Directions:
Reproduce the following lines verbatim, keeping every character and line break unchanged.

Records shown:
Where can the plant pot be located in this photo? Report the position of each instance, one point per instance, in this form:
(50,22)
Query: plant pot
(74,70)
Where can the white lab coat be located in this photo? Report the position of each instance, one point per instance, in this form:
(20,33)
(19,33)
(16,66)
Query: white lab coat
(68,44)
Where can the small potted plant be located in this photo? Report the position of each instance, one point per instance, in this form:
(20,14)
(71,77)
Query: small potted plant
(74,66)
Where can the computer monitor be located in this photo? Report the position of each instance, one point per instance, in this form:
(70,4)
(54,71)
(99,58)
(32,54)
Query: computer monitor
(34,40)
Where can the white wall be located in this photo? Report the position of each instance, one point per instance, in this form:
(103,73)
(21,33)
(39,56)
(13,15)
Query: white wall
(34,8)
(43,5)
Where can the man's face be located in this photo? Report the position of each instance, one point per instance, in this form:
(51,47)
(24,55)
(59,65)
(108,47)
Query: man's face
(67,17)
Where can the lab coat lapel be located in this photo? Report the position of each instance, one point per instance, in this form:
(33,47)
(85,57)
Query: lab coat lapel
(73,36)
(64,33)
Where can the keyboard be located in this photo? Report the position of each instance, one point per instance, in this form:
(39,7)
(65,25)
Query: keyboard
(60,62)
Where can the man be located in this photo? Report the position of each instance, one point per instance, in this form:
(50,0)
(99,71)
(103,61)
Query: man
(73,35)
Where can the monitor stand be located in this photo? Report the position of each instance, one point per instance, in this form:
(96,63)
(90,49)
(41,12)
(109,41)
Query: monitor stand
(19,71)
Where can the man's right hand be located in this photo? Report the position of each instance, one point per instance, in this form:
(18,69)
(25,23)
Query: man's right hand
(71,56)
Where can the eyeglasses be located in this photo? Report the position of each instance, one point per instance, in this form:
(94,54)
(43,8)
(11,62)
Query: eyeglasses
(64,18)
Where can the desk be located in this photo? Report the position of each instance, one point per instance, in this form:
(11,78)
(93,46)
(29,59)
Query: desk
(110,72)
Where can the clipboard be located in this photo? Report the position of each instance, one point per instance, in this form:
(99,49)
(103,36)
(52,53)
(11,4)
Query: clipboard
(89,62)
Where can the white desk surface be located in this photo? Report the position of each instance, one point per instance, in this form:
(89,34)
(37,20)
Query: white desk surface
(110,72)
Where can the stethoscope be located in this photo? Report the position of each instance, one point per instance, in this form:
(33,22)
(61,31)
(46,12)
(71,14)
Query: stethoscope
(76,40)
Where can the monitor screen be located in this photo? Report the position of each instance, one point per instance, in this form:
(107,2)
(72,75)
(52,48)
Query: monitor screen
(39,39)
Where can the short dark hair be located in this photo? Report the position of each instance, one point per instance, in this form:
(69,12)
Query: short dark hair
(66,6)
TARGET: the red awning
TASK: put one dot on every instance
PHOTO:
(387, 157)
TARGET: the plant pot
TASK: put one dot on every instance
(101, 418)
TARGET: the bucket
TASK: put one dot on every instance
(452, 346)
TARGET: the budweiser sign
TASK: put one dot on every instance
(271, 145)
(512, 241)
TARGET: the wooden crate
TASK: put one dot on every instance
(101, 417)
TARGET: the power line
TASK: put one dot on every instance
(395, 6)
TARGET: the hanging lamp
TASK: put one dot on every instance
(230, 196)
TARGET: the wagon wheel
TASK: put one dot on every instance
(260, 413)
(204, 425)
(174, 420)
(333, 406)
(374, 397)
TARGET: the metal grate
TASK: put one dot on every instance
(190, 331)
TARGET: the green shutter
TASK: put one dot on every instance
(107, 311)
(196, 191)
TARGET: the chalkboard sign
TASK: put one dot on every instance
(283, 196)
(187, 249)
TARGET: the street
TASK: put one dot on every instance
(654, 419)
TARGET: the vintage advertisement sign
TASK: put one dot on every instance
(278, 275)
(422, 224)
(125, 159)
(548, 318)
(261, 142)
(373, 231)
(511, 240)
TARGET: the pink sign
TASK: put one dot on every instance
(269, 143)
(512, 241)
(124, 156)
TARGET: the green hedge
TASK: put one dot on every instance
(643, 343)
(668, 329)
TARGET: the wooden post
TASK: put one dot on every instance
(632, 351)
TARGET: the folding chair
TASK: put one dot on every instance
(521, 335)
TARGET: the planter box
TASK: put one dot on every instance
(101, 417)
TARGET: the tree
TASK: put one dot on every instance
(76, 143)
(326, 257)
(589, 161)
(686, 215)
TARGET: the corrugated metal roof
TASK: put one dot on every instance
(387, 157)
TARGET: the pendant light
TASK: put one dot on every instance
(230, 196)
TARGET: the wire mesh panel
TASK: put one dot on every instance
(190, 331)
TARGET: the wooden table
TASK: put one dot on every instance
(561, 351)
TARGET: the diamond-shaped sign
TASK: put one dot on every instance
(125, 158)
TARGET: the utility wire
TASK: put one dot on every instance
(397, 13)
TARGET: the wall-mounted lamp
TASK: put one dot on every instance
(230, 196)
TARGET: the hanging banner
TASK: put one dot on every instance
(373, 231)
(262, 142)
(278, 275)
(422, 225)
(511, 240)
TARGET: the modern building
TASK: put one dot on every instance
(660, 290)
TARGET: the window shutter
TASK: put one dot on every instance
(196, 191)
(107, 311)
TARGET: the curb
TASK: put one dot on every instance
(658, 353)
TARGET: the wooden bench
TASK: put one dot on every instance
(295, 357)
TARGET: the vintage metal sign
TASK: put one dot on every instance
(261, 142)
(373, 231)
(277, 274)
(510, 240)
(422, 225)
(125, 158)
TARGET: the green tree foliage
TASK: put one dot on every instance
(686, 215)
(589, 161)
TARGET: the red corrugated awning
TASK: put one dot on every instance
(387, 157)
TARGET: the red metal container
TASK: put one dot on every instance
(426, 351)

Response to this exercise:
Where can the plant pot be located in this photo? Report the position of each instance, one point per instance, in this form:
(50,22)
Query: plant pot
(74,70)
Where can the white lab coat be located in this photo? Report the position of each instance, one point per instance, in this form:
(20,33)
(19,33)
(16,66)
Query: white lab coat
(68,44)
Where can the small potted plant be located in this photo? Report the position of each instance, one point per instance, in this form:
(20,14)
(71,77)
Query: small potted plant
(74,66)
Where can the computer monitor be located in this photo? Report the position of each instance, one point per instance, in this form:
(70,4)
(54,71)
(99,58)
(32,54)
Query: computer monitor
(34,40)
Where can the white wall be located in this photo? Report the position of each instance, one point per instance, in this form:
(103,73)
(21,33)
(39,56)
(13,15)
Query: white wall
(34,8)
(43,5)
Where can the man's face be located in this photo? Report the position of each instance, one point per instance, in this form:
(51,47)
(24,55)
(59,65)
(108,47)
Query: man's face
(67,17)
Where can the lab coat lapel be located in this photo? Report the position of each instance, one point per instance, in this form:
(33,47)
(85,57)
Query: lab coat lapel
(73,36)
(64,33)
Where can the keyboard be located in this photo? Report the position of each instance, one point per instance, in this form:
(39,7)
(65,25)
Query: keyboard
(60,62)
Where can the man be located in this photo? Report the position of each instance, one point per instance, in this form:
(50,0)
(99,71)
(103,61)
Query: man
(73,35)
Where can the monitor stand be located in this photo? Report the position of each instance, one point per instance, in this form:
(96,63)
(90,49)
(41,12)
(109,41)
Query: monitor stand
(19,71)
Where can the man's right hand be located in this photo? Report the position of each instance, one point per instance, in this form:
(18,69)
(25,23)
Query: man's right hand
(71,56)
Where can the eyeglasses be located in this photo? Report the position of each instance, one point per instance, in this form:
(94,54)
(43,8)
(11,62)
Query: eyeglasses
(64,18)
Where can the desk be located in this photo? Report the position of each instance, one point per instance, in this form:
(11,78)
(93,46)
(29,59)
Query: desk
(110,72)
Where can the clipboard be located in this photo? Report the position of each instance, one point per instance, in this form:
(99,49)
(103,36)
(52,53)
(11,4)
Query: clipboard
(89,62)
Where can the white desk surface be located in this photo? Report the position of each instance, one point per instance, in this form:
(89,34)
(37,20)
Query: white desk surface
(110,72)
Where can the stethoscope be located in this photo? Report the position of each instance, one point per instance, in this form:
(33,22)
(61,31)
(46,12)
(71,14)
Query: stethoscope
(76,40)
Where can the monitor screen be located in this photo? Report the position of each instance, one point per instance, in this form:
(107,2)
(72,75)
(52,48)
Query: monitor screen
(39,39)
Where can the short dark hair be located in this photo? Report the position of each instance, one point per instance, in this form:
(69,12)
Query: short dark hair
(66,6)
TARGET: the red awning
TASK: put one dot on every instance
PHOTO:
(387, 157)
TARGET: the plant pot
TASK: put one dot on every instance
(101, 418)
TARGET: the bucket
TASK: put one dot on every instance
(452, 346)
TARGET: the budweiser sign
TASK: put one dot on every instance
(271, 145)
(512, 241)
TARGET: the wooden crate
TASK: put one dot on every instance
(101, 417)
TARGET: the power line
TASK: put one dot on every instance
(395, 6)
TARGET: the hanging lamp
TASK: put one dot on every instance
(230, 196)
TARGET: the wagon wheel
TASK: put one dot on every instance
(260, 413)
(204, 425)
(174, 420)
(333, 406)
(374, 397)
TARGET: the metal grate
TASK: put one dot on every instance
(190, 331)
TARGET: the green shutter
TASK: put one dot on every instance
(107, 311)
(196, 191)
TARGET: the chalkboard sign
TASK: put one dot on every instance
(283, 196)
(187, 249)
TARGET: the street
TASK: put one dot on every instance
(654, 419)
TARGET: the vintage advertisement sign
TASK: put one dot on every instance
(278, 275)
(422, 224)
(125, 159)
(548, 318)
(261, 142)
(373, 231)
(511, 240)
TARGET: the pink sign
TASK: put one dot on every instance
(269, 143)
(512, 241)
(124, 156)
TARGET: the green hedge
TASK: put one dot on every instance
(643, 343)
(668, 329)
TARGET: the wooden post
TASK: put one dot on every instance
(632, 351)
TARGET: the folding chair
TASK: put one dot on every instance
(521, 335)
TARGET: the planter box
TASK: put one dot on every instance
(101, 417)
TARGET: the tree
TASK: put one dot on every instance
(76, 143)
(326, 257)
(589, 161)
(686, 215)
TARGET: the corrugated metal roof
TASK: put one dot on every instance
(387, 157)
TARGET: the pendant light
TASK: put one dot on every instance
(230, 196)
TARGET: the wire mesh panel
TASK: put one dot on every instance
(190, 331)
TARGET: the wooden table
TASK: put one dot on every instance
(561, 351)
TARGET: the diamond-shaped sign
TASK: put one dot on every instance
(125, 158)
TARGET: the utility wire
TASK: put one dot on every instance
(397, 13)
TARGET: the wall-mounted lamp
TASK: put one dot on every instance
(230, 196)
TARGET: the hanging banner
TASK: put one dot on every instance
(373, 231)
(262, 142)
(278, 275)
(422, 225)
(511, 240)
TARGET: the modern building
TASK: put one dot on every instance
(660, 290)
TARGET: the window shutter
TASK: put one dot on every instance
(196, 191)
(107, 311)
TARGET: the curb
TASK: put one dot on every instance
(658, 353)
TARGET: the wooden bench
TASK: put one dot on every instance
(295, 357)
TARGET: the vintage metal sign
TASK: put one dot on every instance
(261, 142)
(373, 231)
(277, 274)
(510, 240)
(422, 225)
(125, 158)
TARGET: the green tree foliage
TASK: put one dot on every instance
(686, 215)
(589, 161)
TARGET: the red corrugated awning
TASK: put one dot on every instance
(387, 157)
TARGET: the red metal container
TASK: put one dot on every instance
(426, 351)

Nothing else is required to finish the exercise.